What you will do:
Each entry below should be reproduced character for character.

Data shown:
---

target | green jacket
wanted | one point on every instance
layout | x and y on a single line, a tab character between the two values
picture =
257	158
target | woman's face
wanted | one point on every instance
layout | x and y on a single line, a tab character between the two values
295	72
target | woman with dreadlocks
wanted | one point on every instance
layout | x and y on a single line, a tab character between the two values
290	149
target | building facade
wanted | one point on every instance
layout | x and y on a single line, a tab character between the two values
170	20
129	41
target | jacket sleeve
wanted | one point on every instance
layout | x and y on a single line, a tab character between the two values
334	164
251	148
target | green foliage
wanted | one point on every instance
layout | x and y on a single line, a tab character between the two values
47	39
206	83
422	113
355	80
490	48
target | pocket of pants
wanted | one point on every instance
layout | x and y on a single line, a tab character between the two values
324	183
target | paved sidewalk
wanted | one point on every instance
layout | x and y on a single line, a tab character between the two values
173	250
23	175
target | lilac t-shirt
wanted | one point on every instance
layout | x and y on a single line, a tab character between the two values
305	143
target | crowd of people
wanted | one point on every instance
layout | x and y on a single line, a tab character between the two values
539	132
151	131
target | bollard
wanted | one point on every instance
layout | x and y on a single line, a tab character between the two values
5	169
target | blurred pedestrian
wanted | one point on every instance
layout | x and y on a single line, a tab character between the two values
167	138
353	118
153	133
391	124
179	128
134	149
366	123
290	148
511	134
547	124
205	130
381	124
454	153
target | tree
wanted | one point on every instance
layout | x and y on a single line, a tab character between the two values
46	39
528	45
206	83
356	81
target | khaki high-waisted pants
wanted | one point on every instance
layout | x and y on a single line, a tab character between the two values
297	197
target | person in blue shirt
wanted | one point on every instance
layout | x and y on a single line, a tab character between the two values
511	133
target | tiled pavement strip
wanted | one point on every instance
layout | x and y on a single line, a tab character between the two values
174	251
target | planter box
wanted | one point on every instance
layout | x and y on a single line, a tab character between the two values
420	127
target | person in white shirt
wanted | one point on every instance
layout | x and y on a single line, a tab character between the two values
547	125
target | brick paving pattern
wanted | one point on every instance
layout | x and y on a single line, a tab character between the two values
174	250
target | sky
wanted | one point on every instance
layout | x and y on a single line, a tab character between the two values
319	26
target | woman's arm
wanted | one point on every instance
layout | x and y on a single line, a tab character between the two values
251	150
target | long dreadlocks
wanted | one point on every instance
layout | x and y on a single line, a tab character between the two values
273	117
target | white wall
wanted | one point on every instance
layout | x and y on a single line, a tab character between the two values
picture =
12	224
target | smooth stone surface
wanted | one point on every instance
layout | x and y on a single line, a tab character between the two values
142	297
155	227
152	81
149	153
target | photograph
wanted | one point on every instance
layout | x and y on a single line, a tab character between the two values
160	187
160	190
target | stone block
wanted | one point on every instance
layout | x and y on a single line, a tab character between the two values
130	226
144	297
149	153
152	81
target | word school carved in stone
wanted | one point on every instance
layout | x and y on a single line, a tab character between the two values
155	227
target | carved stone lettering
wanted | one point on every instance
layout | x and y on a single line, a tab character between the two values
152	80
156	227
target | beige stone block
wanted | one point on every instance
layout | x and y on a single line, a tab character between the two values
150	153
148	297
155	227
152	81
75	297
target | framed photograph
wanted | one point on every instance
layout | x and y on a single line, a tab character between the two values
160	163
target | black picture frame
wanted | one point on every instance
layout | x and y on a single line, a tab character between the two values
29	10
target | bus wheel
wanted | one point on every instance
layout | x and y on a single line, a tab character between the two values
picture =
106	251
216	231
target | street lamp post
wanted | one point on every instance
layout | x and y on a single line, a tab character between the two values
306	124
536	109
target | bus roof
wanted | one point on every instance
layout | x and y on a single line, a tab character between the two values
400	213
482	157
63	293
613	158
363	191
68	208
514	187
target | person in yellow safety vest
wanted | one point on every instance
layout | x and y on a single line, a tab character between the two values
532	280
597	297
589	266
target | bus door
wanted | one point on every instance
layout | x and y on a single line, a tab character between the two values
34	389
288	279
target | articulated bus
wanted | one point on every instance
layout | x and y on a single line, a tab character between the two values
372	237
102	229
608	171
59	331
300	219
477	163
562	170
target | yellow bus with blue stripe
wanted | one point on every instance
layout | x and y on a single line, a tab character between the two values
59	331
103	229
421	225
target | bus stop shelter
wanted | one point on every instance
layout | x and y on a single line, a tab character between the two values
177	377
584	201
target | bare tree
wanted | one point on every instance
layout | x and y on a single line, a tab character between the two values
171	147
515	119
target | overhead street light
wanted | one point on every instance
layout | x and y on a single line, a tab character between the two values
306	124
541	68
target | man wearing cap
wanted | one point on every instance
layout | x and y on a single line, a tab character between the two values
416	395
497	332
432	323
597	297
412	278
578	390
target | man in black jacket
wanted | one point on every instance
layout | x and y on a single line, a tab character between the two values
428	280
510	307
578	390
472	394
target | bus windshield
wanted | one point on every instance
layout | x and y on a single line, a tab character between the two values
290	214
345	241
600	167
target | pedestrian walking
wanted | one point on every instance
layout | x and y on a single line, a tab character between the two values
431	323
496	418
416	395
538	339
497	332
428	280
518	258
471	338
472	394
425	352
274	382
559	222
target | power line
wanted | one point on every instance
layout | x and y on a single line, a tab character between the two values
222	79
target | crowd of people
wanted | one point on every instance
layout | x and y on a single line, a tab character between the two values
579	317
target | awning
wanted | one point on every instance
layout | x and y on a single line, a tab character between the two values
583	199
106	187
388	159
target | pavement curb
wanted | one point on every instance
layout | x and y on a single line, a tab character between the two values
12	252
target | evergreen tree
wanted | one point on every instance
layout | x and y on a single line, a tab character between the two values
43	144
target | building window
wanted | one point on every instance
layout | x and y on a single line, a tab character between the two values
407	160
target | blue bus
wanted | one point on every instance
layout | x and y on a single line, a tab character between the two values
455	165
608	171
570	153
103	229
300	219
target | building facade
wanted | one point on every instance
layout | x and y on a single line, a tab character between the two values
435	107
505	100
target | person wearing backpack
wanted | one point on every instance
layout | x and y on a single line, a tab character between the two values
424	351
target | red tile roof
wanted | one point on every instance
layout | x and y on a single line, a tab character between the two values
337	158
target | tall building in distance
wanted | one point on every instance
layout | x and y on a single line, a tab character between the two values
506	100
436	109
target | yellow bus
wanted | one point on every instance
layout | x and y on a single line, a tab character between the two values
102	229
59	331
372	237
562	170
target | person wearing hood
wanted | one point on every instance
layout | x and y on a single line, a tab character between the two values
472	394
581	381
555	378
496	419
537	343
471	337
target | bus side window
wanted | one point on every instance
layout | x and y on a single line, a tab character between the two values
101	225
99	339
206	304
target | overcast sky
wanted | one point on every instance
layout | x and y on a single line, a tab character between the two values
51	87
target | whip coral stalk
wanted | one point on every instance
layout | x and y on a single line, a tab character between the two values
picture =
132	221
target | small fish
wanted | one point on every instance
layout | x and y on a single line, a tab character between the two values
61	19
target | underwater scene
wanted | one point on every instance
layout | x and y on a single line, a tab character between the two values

---

Right answer:
target | green jacket
wanted | one point on every instance
layout | x and y on a single line, a tab character between the two values
picture =
257	158
target | woman's face
wanted | one point on every instance
layout | x and y on a single line, a tab character between the two values
295	72
target | woman with dreadlocks
wanted | one point on every instance
layout | x and y on a single line, a tab character between the two values
290	149
target | building facade
wanted | one point on every instance
layout | x and y on a single line, a tab character between the two values
170	20
129	41
target | jacket sleeve
wanted | one point on every instance
layout | x and y on a single line, a tab character between the two values
334	164
251	148
target | green foliage
wanted | one point on every instance
layout | x and y on a single line, a tab character between the two values
47	39
206	83
422	113
355	80
490	48
target | pocket of pants
wanted | one point on every instance
layout | x and y on a single line, a tab character between the two values
324	183
target | paved sidewalk
wanted | one point on every instance
layout | x and y on a single line, a tab character between the two values
173	250
23	175
target | lilac t-shirt
wanted | one point on every instance
layout | x and y on a single line, a tab character between the two values
305	143
target | crowd of people
wanted | one point on every instance
layout | x and y on a single line, a tab character between the two values
539	132
151	131
target | bollard
wanted | one point on every instance
layout | x and y on a single line, a tab character between the two values
5	169
target | blurred pedestrian
wanted | one point on every instance
layout | x and y on a single line, a tab character between the two values
167	138
353	118
153	133
391	124
179	128
134	149
366	123
290	148
511	134
547	124
205	130
381	124
454	153
target | tree
wanted | one point on every instance
layout | x and y on a single line, a tab character between the two values
46	39
528	45
206	83
356	81
target | khaki high-waisted pants
wanted | one point on every instance
layout | x and y on a single line, a tab character between the two values
297	197
target | person in blue shirt
wanted | one point on every instance
layout | x and y on a single line, a tab character between the two values
511	133
target | tiled pavement strip
wanted | one point on every instance
layout | x and y on a single line, a tab character between the two values
174	251
target | planter box
wanted | one point on every instance
layout | x and y on a single line, a tab character between the two values
420	127
target | person in white shirt
wanted | one point on every instance
layout | x and y on a single line, a tab character between the two values
547	125
target | brick paving pattern
wanted | one point on every instance
layout | x and y on a single line, a tab character between the two values
174	250
target | sky
wanted | one point on every instance
layout | x and y on a single line, a tab character between the two values
319	26
target | woman's arm
wanted | one point on every instance
layout | x and y on a single line, a tab character between the two values
251	150
target | long dreadlocks
wanted | one point on every instance
layout | x and y on a single line, a tab character between the two values
273	117
target | white wall
wanted | one point on every instance
layout | x and y on a single line, a tab character between the two values
picture =
12	224
target | smooth stone surface
wanted | one point on every instance
layout | x and y on a single line, a tab character between the two values
142	297
155	227
152	81
149	153
target | photograph
wanted | one point on every instance
layout | x and y on a single line, a tab character between the two values
160	187
160	190
target | stone block
wanted | one point on every instance
layout | x and y on a single line, a tab character between the two values
130	226
144	297
149	153
152	81
target | word school carved in stone
wanted | one point on every instance
layout | x and y on a single line, a tab character between the two values
155	227
target | carved stone lettering
wanted | one point on every instance
layout | x and y on a single line, a tab character between the two values
152	80
156	227
target | beige stone block
wanted | one point on every instance
layout | x and y on a single line, a tab character between the two values
150	153
148	297
155	227
152	81
75	297
target | framed photograph
wanted | one point on every instance
layout | x and y on a single line, a tab character between the two values
160	163
target | black picture frame
wanted | one point on every instance
layout | x and y on a single line, a tab character between the two values
29	10
target | bus wheel
wanted | one point on every instance
layout | x and y on a single line, a tab character between the two values
picture =
106	251
216	231
target | street lamp post
wanted | one point on every instance
layout | x and y on a single line, a tab character between the two values
306	124
536	109
target | bus roof
wanted | one point on every instance
layout | x and y on a single line, a tab character between the two values
400	213
482	157
63	293
613	158
363	191
68	208
514	187
target | person in yellow safety vest
wanted | one point on every instance
layout | x and y on a single line, a tab character between the two values
532	280
597	297
589	266
target | bus door
wanted | one point on every instance
layout | x and y on a single line, a tab character between the two values
34	389
288	279
target | articulated bus
wanted | one point on every instance
layout | x and y on a single line, a tab character between the two values
372	237
102	229
608	171
59	331
300	219
477	163
562	170
target | yellow bus with blue stripe
wanted | one point on every instance
layout | x and y on a single line, a tab character between the two values
59	331
103	229
421	225
target | bus stop shelter
wanted | one point on every instance
layout | x and y on a single line, a tab character between the two values
177	377
584	201
target | bare tree
wanted | one point on every instance
layout | x and y on a single line, a tab character between the two values
171	147
515	119
target | overhead street light
wanted | one point on every instance
layout | x and y on a single line, a tab character between the two values
306	124
541	68
target | man wearing cap
wanted | one point on every instance
layout | x and y on a single line, a tab character between the two values
416	395
497	332
432	323
597	297
412	278
578	390
target | man in black jacket
wanted | one point on every instance
layout | x and y on a single line, a tab character between the two values
428	280
510	307
578	390
472	394
target | bus windshield
wanted | one point on every instance
layout | x and y on a single line, a tab character between the two values
290	214
345	241
600	167
target | pedestrian walking
wanted | one point on every instance
layout | x and y on a single line, a tab character between the two values
431	323
496	418
416	395
538	339
497	332
428	280
518	258
471	338
472	394
425	352
274	382
559	222
target | power line
wanted | one point on every instance
layout | x and y on a single line, a tab character between the two values
222	79
target | crowd of people
wanted | one point on every instance
layout | x and y on a single line, a tab character between the two values
579	317
target | awning
wanted | one point on every instance
layout | x and y on a single line, a tab character between the two values
583	199
106	187
388	159
target | pavement curb
wanted | one point on every instance
layout | x and y on a single line, a tab character between the two values
12	252
target | evergreen tree
wanted | one point on every instance
layout | x and y on a single line, a tab character between the two values
43	144
target | building window
wanted | one point on every instance
layout | x and y on a single line, a tab character between the two values
407	160
target | blue bus
wanted | one point on every instance
layout | x and y on a single line, a tab character between the two values
455	165
608	171
570	153
103	229
300	219
target | building facade
wanted | one point on every instance
layout | x and y on a single line, a tab character between the two values
435	107
505	100
target | person wearing backpack
wanted | one point on every instance
layout | x and y on a single line, a tab character between the two values
424	351
target | red tile roof
wanted | one point on every instance
layout | x and y on a single line, a tab character between the two values
337	158
target | tall building in distance
wanted | one point on every instance
layout | x and y on a single line, a tab character between the two values
506	100
436	109
target | yellow bus
wanted | one point on every instance
layout | x and y on a single line, a tab character between the two values
102	229
59	331
372	237
562	170
target | person wearing hood
wanted | one point on every instance
layout | x and y on a single line, a tab character between the two values
472	394
581	381
555	378
496	419
537	343
471	337
target | bus side window
wanted | one point on every instance
layout | x and y on a single line, a tab character between the two values
101	225
99	339
206	304
target | overcast sky
wanted | one point on every instance
layout | x and y on a single line, a tab character between the two values
51	87
target | whip coral stalk
wanted | one point on every instance
layout | x and y on a single line, a tab character between the two values
picture =
132	221
target | small fish
wanted | one point on every instance
layout | x and y on a single line, a tab character between the two values
61	19
target | underwater scene
wanted | one point on every instance
layout | x and y on a single line, a tab character between the two values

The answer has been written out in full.